====== INPUT RECORDS ======
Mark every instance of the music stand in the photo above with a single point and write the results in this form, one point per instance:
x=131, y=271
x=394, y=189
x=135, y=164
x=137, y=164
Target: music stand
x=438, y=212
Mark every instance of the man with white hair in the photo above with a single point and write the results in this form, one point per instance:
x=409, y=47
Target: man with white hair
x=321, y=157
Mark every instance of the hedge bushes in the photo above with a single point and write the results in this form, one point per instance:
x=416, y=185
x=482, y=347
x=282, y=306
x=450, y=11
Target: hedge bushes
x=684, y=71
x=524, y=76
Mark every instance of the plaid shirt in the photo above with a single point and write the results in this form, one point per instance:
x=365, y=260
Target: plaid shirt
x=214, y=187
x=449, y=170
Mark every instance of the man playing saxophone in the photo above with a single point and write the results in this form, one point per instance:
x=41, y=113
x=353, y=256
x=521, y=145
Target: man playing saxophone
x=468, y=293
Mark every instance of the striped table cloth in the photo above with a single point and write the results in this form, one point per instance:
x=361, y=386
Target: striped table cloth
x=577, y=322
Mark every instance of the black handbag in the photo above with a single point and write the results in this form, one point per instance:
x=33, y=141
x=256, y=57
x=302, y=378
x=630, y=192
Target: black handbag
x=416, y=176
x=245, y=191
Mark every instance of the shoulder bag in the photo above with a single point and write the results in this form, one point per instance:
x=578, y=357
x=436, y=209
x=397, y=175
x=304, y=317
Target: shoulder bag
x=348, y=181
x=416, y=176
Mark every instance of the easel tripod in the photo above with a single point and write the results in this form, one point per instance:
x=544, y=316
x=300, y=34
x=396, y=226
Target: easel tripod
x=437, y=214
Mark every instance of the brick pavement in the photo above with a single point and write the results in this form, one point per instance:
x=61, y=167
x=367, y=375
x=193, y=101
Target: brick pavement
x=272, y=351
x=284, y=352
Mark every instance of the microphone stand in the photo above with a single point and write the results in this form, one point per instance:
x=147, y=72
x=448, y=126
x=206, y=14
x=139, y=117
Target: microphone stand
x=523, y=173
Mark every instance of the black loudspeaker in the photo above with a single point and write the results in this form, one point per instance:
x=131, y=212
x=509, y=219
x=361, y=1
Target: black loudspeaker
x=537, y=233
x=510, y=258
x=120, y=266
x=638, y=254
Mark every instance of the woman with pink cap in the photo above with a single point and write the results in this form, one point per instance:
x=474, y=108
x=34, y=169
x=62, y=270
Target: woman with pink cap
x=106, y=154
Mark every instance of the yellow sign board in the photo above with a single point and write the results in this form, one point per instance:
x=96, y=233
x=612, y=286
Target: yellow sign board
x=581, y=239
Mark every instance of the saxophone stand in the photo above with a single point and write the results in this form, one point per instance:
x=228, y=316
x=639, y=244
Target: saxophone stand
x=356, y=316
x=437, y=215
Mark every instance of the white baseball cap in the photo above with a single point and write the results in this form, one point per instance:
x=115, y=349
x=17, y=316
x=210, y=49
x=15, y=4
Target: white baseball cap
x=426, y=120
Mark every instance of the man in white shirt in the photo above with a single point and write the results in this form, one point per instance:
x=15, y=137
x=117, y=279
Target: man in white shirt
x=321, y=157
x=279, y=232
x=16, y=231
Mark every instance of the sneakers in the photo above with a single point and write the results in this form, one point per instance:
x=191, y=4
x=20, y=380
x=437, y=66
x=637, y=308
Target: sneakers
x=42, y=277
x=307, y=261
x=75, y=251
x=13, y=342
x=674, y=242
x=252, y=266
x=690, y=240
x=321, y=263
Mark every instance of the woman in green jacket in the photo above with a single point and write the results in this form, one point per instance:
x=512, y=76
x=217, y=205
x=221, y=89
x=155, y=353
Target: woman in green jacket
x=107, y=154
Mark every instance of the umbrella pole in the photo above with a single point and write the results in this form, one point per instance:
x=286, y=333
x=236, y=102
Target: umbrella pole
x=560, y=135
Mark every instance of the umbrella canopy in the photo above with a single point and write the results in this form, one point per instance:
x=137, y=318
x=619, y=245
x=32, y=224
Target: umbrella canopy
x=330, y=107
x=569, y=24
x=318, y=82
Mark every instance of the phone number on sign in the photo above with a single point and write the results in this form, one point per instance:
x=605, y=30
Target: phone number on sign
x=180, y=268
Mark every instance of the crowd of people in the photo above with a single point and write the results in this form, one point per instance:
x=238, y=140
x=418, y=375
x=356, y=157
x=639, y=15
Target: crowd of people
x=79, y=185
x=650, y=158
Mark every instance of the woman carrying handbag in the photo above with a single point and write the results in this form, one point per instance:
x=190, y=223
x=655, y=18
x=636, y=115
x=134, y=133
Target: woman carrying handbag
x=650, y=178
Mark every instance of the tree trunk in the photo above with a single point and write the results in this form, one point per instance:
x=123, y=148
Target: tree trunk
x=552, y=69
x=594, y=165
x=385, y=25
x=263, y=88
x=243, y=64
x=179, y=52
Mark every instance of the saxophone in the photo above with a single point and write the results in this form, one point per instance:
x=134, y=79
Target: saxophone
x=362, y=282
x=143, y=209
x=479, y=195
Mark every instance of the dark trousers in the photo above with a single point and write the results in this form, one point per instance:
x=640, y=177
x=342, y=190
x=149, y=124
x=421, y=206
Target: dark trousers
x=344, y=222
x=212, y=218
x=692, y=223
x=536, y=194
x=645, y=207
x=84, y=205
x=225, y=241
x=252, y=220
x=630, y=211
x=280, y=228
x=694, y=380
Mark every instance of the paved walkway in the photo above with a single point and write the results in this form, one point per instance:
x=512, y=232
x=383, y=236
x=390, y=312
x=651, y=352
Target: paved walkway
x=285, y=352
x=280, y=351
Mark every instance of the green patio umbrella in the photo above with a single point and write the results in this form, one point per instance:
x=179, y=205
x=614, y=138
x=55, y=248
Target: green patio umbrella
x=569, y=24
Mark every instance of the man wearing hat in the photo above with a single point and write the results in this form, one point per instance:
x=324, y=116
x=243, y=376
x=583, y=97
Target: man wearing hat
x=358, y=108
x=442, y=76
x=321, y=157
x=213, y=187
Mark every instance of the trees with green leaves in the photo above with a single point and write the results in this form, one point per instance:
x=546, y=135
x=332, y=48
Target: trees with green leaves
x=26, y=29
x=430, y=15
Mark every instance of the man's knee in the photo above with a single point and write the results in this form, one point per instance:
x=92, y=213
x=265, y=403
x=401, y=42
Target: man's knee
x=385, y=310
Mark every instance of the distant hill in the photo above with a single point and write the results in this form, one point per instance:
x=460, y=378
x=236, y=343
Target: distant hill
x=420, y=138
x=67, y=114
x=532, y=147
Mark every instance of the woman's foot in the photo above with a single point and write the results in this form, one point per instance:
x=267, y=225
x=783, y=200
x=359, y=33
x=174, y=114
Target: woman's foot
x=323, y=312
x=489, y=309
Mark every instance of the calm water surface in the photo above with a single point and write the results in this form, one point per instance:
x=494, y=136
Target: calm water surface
======
▶ TO DO: The listing above must be transcribed exactly, line by line.

▶ SOLVED PROBLEM:
Mark every instance of the music stand in the photo above with a single point and write the results in this form, one point per instance:
x=131, y=271
x=394, y=189
x=135, y=164
x=137, y=164
Target: music stand
x=438, y=212
Mark every instance of the man with white hair in the photo above with a single point and write the results in this form, one point per instance:
x=409, y=47
Target: man with white hair
x=321, y=157
Mark every instance of the hedge bushes in the photo above with a single point and write the results in this form, one point per instance:
x=416, y=185
x=482, y=347
x=282, y=306
x=450, y=11
Target: hedge bushes
x=684, y=71
x=524, y=76
Mark every instance of the plaid shirt in the photo above with a single point and write the results in this form, one point per instance:
x=365, y=260
Target: plaid shirt
x=214, y=187
x=449, y=170
Mark every instance of the man playing saxophone in the photo above with a single point and write the results in this form, one point per instance:
x=41, y=113
x=353, y=256
x=521, y=145
Target: man playing saxophone
x=468, y=293
Mark every instance of the striped table cloth in the photo above with a single point and write the results in this form, one point per instance:
x=361, y=386
Target: striped table cloth
x=577, y=322
Mark every instance of the black handbag in the photo above with a single point and write the results in this form, one point per instance:
x=33, y=141
x=256, y=57
x=302, y=378
x=630, y=192
Target: black handbag
x=416, y=176
x=245, y=191
Mark every instance of the shoulder bag in the photo above with a single point and write the results in this form, one point per instance:
x=578, y=357
x=436, y=209
x=397, y=175
x=304, y=317
Target: shoulder bag
x=348, y=181
x=416, y=176
Mark every instance of the easel tripod in the photo above with a single point and write the results in this form, one point per instance:
x=544, y=316
x=300, y=34
x=396, y=226
Target: easel tripod
x=437, y=214
Mark every instance of the brick pavement in the photo above with a single point and write the results in this form, one point per instance:
x=61, y=167
x=367, y=375
x=193, y=101
Target: brick pavement
x=272, y=351
x=284, y=352
Mark every instance of the microphone stand in the photo above with a single point and write the results in this form, one point per instance:
x=147, y=72
x=448, y=126
x=206, y=14
x=139, y=117
Target: microphone stand
x=523, y=173
Mark every instance of the black loudspeaker in the photo above with a single point and write the results in this form, one point per instance:
x=131, y=212
x=509, y=219
x=361, y=1
Target: black loudspeaker
x=537, y=233
x=510, y=258
x=120, y=266
x=638, y=254
Mark every instance of the woman with pink cap in the photo above with a single point and write the results in this form, one point per instance:
x=474, y=108
x=34, y=169
x=62, y=270
Target: woman with pink cap
x=106, y=154
Mark every instance of the yellow sign board in the photo above with a single point and write the results in this form, one point per instance:
x=96, y=233
x=612, y=286
Target: yellow sign board
x=581, y=239
Mark every instance of the saxophone stand in the photo above with a single point and write the results in this form, one point per instance:
x=228, y=316
x=639, y=244
Target: saxophone stand
x=356, y=316
x=437, y=215
Mark every instance of the white baseball cap in the photo above with a single point and write the results in this form, one point per instance:
x=115, y=349
x=17, y=316
x=210, y=49
x=15, y=4
Target: white baseball cap
x=426, y=120
Mark every instance of the man in white shirt in the photo above with a single point and write the results in this form, one point per instance:
x=15, y=137
x=117, y=279
Target: man in white shirt
x=321, y=157
x=279, y=232
x=16, y=231
Mark every instance of the sneakers in the photo above with a single point and write the results in this form, one point per instance:
x=191, y=4
x=20, y=380
x=437, y=66
x=637, y=308
Target: sneakers
x=42, y=277
x=307, y=261
x=75, y=251
x=13, y=342
x=674, y=242
x=252, y=266
x=690, y=240
x=321, y=263
Mark every instance of the woman in green jacket in the photo above with a single point and write the results in this form, one point per instance:
x=512, y=76
x=217, y=205
x=221, y=89
x=155, y=353
Target: woman in green jacket
x=107, y=154
Mark every instance of the umbrella pole in the photo above with a single point and write the results in this form, one point per instance:
x=286, y=333
x=236, y=102
Target: umbrella pole
x=560, y=135
Mark every instance of the umbrella canopy in the photo above with a single point and write the results in this form, one point per instance:
x=137, y=318
x=619, y=245
x=32, y=224
Target: umbrella canopy
x=330, y=107
x=569, y=24
x=318, y=82
Mark every instance of the phone number on sign in the photo above with a single point and write the results in this form, one point per instance:
x=605, y=30
Target: phone number on sign
x=180, y=268
Mark every instance of the crowd of people in the photo above with a single point and write the results in this form, one point per instance:
x=238, y=140
x=418, y=375
x=356, y=157
x=639, y=15
Target: crowd of people
x=79, y=185
x=650, y=158
Mark every instance of the woman carrying handbag in the photo above with a single point and write the results in this form, one point per instance:
x=190, y=223
x=655, y=18
x=636, y=115
x=134, y=133
Target: woman carrying handbag
x=650, y=178
Mark every instance of the tree trunk in the photo above with a single point and write the results in this form, one point per instance:
x=123, y=148
Target: tree trunk
x=552, y=69
x=594, y=165
x=385, y=25
x=263, y=88
x=243, y=64
x=179, y=52
Mark every instance of the saxophone in the photo above with a single point and write the results in this form, one point per instance:
x=134, y=79
Target: saxophone
x=362, y=282
x=143, y=209
x=479, y=195
Mark every instance of the dark trousers in the photo above with a single point and write the results in this form, one point per instance:
x=640, y=177
x=342, y=190
x=149, y=124
x=421, y=206
Target: dark trousers
x=344, y=222
x=212, y=218
x=692, y=223
x=536, y=194
x=645, y=207
x=84, y=205
x=225, y=241
x=252, y=220
x=630, y=211
x=280, y=228
x=694, y=380
Mark every instance of the paved walkway in the photo above with a single point and write the results in this form, one point per instance:
x=512, y=232
x=383, y=236
x=390, y=312
x=651, y=352
Target: paved walkway
x=285, y=352
x=280, y=351
Mark every instance of the green patio umbrella in the photo above with a single point and write the results in this form, one point per instance:
x=179, y=205
x=614, y=138
x=55, y=248
Target: green patio umbrella
x=569, y=24
Mark every instance of the man wearing hat in the photo above with a single point and write the results in this form, one point per instance:
x=324, y=116
x=243, y=376
x=583, y=97
Target: man wearing hat
x=358, y=108
x=442, y=76
x=321, y=157
x=213, y=187
Mark every instance of the trees with green leaves in the photo above with a single point and write the results in this form, one point per instance:
x=546, y=135
x=332, y=48
Target: trees with green leaves
x=26, y=29
x=430, y=15
Mark every instance of the man's knee in the photo above with a single point and write the results in this form, one point per instance:
x=92, y=213
x=265, y=403
x=401, y=42
Target: man's knee
x=385, y=310
Mark every instance of the distant hill in the photo above with a single point and write the results in this form, one point per instance:
x=460, y=378
x=236, y=343
Target: distant hill
x=420, y=138
x=67, y=114
x=532, y=147
Mark every instance of the woman's foot in the photo above with a single point and write the results in this form, one point per instance:
x=267, y=225
x=783, y=200
x=359, y=33
x=174, y=114
Target: woman's foot
x=323, y=312
x=489, y=309
Mark every instance of the calm water surface in the photo above with a single point and write the results in this form, one point per instance:
x=494, y=136
Target: calm water surface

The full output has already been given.